§ What you will do:
**a.** Transcribe the part of the weather and disaster news excerpt starting with "The annual SKYWARN" and going on through "frequency, 14.325 MHz.".
**b.** Pick up the weather and disaster news excerpt after its last sentence and keep writing it.

§ Document excerpt:
BEGIN
December and January have traditionally proved to be the most deadly time of year. The roll-out of the lightning rods was specifically targeted at rural communities and the department of co-operative governance and traditional affairs has partnered with municipalities in ensuring that public spaces such as community halls, clinics, and schools had lightning rods installed, especially in high-risk areas.
The roll-out included a massive awareness campaign that also encouraged communities to buy the lightning rods at their local hardware supplies for their own homes. Each lightning rod provides a circle of protection of about 100 metres, so each village or suburb in a vulnerable area needs many of these needles in the sky to protect the local property and people. Twenty five people have so far died in KZN this year from lightning strikes.
In a prelude to a story that is going to grow over the next 5 years or so, research is being conducted in the South Pacific to determine to what extent drones can play a part in mapping disasters and planning relief efforts. The researchers are backed by the Australian Red Cross and the Department of Foreign Affairs, and will travel to Fiji and Vanuatu, and surrounding small islands, hit by tropical storms last year, and cut off from aid for up to 4 days after the disasters. Mapping of disaster areas, and the determination of exact coordinates of damage to buildings and other infrastructure by small drones will considerably speed up aid by the countries themselves, or from neighbouring states. As drone technology improves and expands, this kind of rescue service will become commonplace, so watch this space for future developments.
The annual SKYWARN Recognition Day (SRD) on-the-air activity took place in the United States yesterday from 00h00 until 23h59 UTC. Developed by the ARRL and the National Weather Service (NWS) in 1999, SKYWARN Recognition Day honours the contributions that SKYWARN volunteers make to the NWS mission — the protection of life and property during threatening weather. During the SKYWARN Special Event, hams operated from several NWS offices. W1AW took part in the event. So did WX4NHC at the National Hurricane Centre, on HF, VHF, and UHF, plus APRS and WinLink. WX4NHC activity centred on the Hurricane Watch Net (HWN) frequency, 14.325 MHz.
END
§ Material shown:
BEGIN
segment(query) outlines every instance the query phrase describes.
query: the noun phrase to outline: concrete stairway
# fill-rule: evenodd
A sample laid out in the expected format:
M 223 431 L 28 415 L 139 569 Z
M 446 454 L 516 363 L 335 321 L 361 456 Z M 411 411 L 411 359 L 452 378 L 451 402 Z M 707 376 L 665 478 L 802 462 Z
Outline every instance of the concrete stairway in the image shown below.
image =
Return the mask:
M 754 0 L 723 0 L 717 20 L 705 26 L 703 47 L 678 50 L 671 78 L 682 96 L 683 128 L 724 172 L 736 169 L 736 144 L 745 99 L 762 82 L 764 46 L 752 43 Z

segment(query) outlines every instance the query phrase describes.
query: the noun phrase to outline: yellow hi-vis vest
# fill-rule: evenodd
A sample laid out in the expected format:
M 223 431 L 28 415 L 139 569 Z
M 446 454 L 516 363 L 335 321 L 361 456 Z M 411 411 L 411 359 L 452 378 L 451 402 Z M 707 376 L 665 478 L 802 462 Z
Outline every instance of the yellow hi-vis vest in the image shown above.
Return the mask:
END
§ Answers by task:
**a.**
The annual SKYWARN Recognition Day (SRD) on-the-air activity took place in the United States yesterday from 00h00 until 23h59 UTC. Developed by the ARRL and the National Weather Service (NWS) in 1999, SKYWARN Recognition Day honours the contributions that SKYWARN volunteers make to the NWS mission — the protection of life and property during threatening weather. During the SKYWARN Special Event, hams operated from several NWS offices. W1AW took part in the event. So did WX4NHC at the National Hurricane Centre, on HF, VHF, and UHF, plus APRS and WinLink. WX4NHC activity centred on the Hurricane Watch Net (HWN) frequency, 14.325 MHz.

**b.**
The object of the event is for all participating Amateur Radio stations to exchange contact information with as many NWS stations as possible on 80, 40, 20, 15, 10, 6, and 2 meters, as well as 70 centimetres. Contacts via repeaters are permitted. Stations exchange call signs, signal reports, locations, and a one or two-word description of the weather at their respective locations (e.g., “sunny,” “rainy,” “partly cloudy,” “windy”). NWS stations use various modes, including SSB, FM, AM, RTTY, CW, and PSK31. Thank you to the ARRL Letter for this excerpt.
Two of our regions will be holding end-of-year meetings this week. On Wednesday evening, HAMNET Western Cape will hold its final meeting at the Roll Bar at Killarney race track. This will take the form of an early bring-and-braai at 18h00, and members are all invited to bring their “significant others” and some meat to braai. The bar will be open, and fires will be provided.
And HAMNET KwaZulu-Natal will hold its final meeting next Saturday the 10th, at 12h30 for 13h00, at 84 Signals Unit in Old Fort Road. This will be a meeting as usual, but will finish with the usual bring-and-braai, and all members are heartily invited to attend. All the provinces need rain, but let’s hope Wednesday evening in Cape Town, and Saturday midday in Durban are not washed out!
Talking of rain, the dam report has been issued by the Department of Water and Sanitation, and I’m mildly relieved to tell you that the dams are almost exactly at the same levels as last week. The country-wide average is 50% full, as it was last week, but still down on the 62% full this week last year. At least there has been no further deterioration in the situation. Please do all in your power not to use water if you can help it.
This is Dave Reece ZS1DFR reporting for HAMNET in South Africa.